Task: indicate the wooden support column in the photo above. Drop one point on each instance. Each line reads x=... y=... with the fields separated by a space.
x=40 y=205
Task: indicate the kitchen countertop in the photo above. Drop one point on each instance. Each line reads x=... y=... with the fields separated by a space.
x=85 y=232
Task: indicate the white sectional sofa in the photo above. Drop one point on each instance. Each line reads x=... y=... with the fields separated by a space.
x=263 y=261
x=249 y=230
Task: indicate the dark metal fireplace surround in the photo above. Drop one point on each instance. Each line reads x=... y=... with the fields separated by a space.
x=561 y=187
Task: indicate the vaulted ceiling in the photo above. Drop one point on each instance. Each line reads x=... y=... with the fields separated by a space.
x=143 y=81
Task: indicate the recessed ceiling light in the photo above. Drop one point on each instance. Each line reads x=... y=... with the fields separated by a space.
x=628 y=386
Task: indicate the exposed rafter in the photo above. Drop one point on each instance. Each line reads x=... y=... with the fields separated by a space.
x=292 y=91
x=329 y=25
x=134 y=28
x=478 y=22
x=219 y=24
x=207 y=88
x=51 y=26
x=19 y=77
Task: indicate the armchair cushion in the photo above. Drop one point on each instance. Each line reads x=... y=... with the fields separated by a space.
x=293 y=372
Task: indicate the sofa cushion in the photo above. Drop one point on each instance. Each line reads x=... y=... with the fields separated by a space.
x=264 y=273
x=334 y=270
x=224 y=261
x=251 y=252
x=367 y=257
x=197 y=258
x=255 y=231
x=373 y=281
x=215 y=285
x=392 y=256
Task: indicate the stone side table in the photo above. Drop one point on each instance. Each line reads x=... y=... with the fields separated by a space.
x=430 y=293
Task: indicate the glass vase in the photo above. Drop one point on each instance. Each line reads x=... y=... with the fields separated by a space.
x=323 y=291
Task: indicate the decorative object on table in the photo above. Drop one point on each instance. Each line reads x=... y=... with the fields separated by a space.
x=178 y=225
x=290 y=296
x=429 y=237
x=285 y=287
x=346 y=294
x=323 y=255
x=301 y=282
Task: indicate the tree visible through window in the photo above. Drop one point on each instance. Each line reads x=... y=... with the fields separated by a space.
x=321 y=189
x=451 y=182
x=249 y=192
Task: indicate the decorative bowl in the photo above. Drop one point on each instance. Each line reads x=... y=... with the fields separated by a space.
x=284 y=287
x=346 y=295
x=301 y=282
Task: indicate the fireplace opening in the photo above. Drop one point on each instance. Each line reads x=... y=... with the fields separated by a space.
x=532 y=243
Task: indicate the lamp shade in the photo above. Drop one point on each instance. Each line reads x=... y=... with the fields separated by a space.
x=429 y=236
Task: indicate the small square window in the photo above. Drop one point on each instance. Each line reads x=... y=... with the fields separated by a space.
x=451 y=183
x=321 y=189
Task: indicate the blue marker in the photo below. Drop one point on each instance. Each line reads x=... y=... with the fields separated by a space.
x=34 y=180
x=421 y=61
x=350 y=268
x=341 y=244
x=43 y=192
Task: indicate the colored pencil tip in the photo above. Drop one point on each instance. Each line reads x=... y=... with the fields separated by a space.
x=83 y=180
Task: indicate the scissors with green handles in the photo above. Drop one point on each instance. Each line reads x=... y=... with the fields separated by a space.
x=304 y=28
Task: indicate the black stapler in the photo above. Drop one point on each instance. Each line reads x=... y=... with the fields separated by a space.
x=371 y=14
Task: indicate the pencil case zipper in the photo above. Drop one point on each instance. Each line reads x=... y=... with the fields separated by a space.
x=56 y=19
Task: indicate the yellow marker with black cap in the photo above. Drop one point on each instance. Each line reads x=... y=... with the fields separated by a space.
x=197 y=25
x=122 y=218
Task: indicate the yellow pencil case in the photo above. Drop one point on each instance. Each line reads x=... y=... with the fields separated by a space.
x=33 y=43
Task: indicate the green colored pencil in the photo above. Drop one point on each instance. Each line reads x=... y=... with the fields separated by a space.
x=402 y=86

---*---

§ Aim of the exercise
Only a verbatim transcription of the lines from the one containing "Task: indicate the yellow pencil" through the last line of the records counts as the answer.

§ Worked solution
Task: indicate the yellow pencil case in the photo above. Drop one point on each instance. Each line reads x=... y=... with the fields separated by a space.
x=33 y=43
Task: indicate the green colored pencil in the photo above. Drop one point on each instance. Each line reads x=... y=... with the fields separated by a space.
x=402 y=86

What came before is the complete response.